--- START ---

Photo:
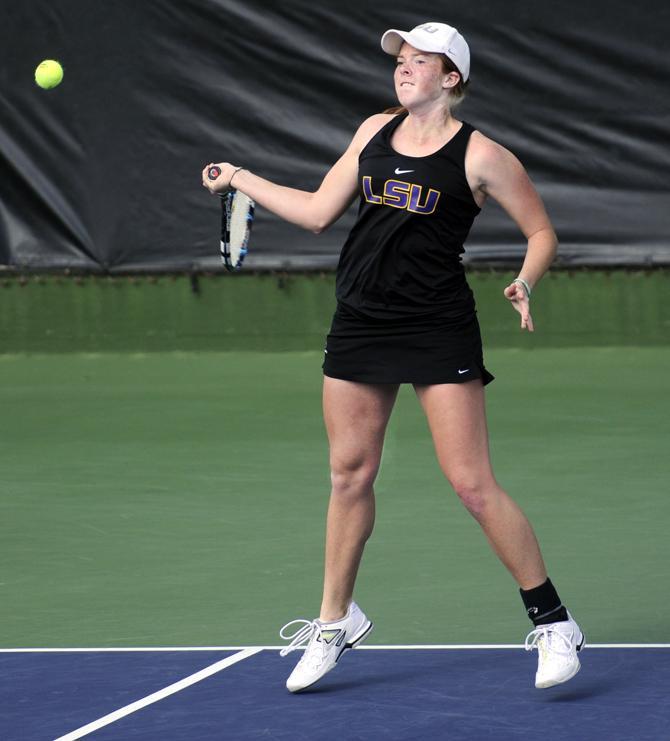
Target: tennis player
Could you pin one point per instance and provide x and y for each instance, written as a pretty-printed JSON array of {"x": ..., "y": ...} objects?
[{"x": 405, "y": 314}]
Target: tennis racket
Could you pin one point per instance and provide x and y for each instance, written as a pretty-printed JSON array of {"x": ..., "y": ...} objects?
[{"x": 237, "y": 216}]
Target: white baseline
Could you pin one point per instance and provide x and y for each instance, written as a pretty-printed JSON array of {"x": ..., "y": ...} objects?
[{"x": 156, "y": 696}]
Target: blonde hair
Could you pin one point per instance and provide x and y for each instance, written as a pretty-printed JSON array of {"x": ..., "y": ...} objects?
[{"x": 456, "y": 94}]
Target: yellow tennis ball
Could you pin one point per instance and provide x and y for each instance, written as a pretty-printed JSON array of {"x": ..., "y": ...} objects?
[{"x": 48, "y": 74}]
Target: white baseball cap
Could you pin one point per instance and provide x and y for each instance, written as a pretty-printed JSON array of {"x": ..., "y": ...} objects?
[{"x": 434, "y": 37}]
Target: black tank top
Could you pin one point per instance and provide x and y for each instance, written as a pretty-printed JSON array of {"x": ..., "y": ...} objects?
[{"x": 403, "y": 255}]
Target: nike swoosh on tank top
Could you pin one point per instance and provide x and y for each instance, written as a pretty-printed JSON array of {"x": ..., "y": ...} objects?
[{"x": 403, "y": 255}]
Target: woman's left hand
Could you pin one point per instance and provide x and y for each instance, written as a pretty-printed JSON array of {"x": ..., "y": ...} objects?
[
  {"x": 516, "y": 293},
  {"x": 222, "y": 183}
]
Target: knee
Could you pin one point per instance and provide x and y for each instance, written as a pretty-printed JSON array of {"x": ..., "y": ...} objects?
[
  {"x": 353, "y": 478},
  {"x": 475, "y": 493}
]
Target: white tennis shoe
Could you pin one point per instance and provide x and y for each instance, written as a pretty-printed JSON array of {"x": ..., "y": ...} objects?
[
  {"x": 557, "y": 645},
  {"x": 324, "y": 643}
]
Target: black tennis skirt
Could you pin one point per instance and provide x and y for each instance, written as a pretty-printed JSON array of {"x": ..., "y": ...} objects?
[{"x": 420, "y": 350}]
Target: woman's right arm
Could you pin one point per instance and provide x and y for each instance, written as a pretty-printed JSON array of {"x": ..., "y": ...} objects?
[{"x": 314, "y": 211}]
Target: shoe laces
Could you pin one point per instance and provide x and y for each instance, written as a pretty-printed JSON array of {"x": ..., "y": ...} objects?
[
  {"x": 548, "y": 638},
  {"x": 302, "y": 638}
]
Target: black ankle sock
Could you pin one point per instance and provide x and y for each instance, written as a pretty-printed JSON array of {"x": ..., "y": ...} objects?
[{"x": 543, "y": 604}]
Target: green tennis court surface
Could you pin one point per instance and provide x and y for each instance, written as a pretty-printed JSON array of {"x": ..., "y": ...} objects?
[{"x": 179, "y": 499}]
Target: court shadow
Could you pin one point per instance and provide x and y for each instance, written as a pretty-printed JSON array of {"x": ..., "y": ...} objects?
[
  {"x": 584, "y": 691},
  {"x": 397, "y": 678}
]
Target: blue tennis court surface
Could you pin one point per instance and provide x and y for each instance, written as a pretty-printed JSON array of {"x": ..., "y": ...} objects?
[{"x": 474, "y": 694}]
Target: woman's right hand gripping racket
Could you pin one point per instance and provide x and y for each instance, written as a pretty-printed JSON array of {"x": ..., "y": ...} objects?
[{"x": 237, "y": 216}]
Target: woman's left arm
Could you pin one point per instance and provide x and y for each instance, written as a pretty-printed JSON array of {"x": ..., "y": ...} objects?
[{"x": 497, "y": 173}]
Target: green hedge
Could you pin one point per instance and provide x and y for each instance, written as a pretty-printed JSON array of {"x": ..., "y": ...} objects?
[{"x": 249, "y": 311}]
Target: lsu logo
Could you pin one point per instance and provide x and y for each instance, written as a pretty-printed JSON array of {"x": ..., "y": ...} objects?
[{"x": 399, "y": 194}]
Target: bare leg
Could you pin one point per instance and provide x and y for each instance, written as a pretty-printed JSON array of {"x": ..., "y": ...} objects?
[
  {"x": 457, "y": 419},
  {"x": 356, "y": 416}
]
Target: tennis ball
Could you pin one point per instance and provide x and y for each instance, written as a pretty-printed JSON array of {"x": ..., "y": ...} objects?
[{"x": 48, "y": 74}]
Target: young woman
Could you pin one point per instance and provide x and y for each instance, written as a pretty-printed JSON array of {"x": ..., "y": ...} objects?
[{"x": 405, "y": 314}]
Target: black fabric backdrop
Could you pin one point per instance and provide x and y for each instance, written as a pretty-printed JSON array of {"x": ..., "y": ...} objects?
[{"x": 103, "y": 173}]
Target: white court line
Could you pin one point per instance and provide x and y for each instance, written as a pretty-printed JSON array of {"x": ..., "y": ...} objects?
[
  {"x": 156, "y": 696},
  {"x": 427, "y": 646}
]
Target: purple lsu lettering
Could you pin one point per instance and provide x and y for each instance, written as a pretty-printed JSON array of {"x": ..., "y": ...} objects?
[{"x": 399, "y": 194}]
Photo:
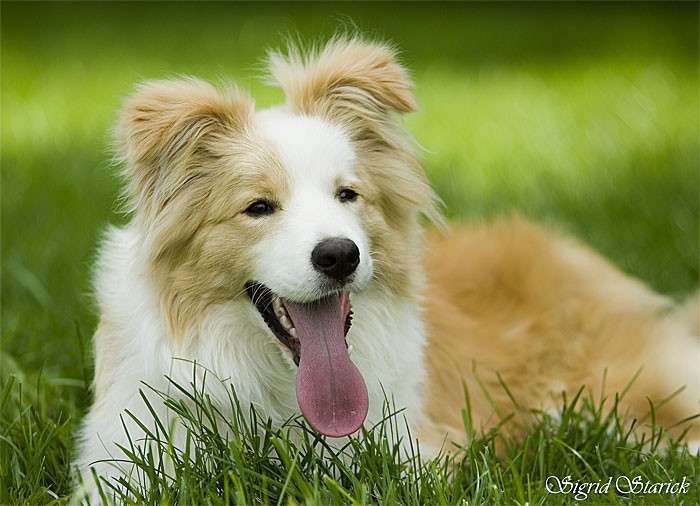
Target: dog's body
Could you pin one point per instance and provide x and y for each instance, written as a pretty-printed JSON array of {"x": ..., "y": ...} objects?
[{"x": 253, "y": 232}]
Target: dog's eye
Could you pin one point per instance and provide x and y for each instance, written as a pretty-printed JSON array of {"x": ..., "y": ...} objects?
[
  {"x": 260, "y": 208},
  {"x": 347, "y": 195}
]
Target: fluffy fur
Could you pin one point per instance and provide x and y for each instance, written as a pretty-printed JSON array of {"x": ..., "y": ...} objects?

--- END ---

## Problem to solve
Recast the data from the line with "Target: fluffy fur" through the end of the data as a JSON list of strings, one string per line, leaving out blank lines.

## Task response
[
  "Target: fluffy fur",
  "Could you pin one point per instance and provide x and y for each instance, written as a pretty-printed JSON array of {\"x\": ..., \"y\": ...} objects?"
]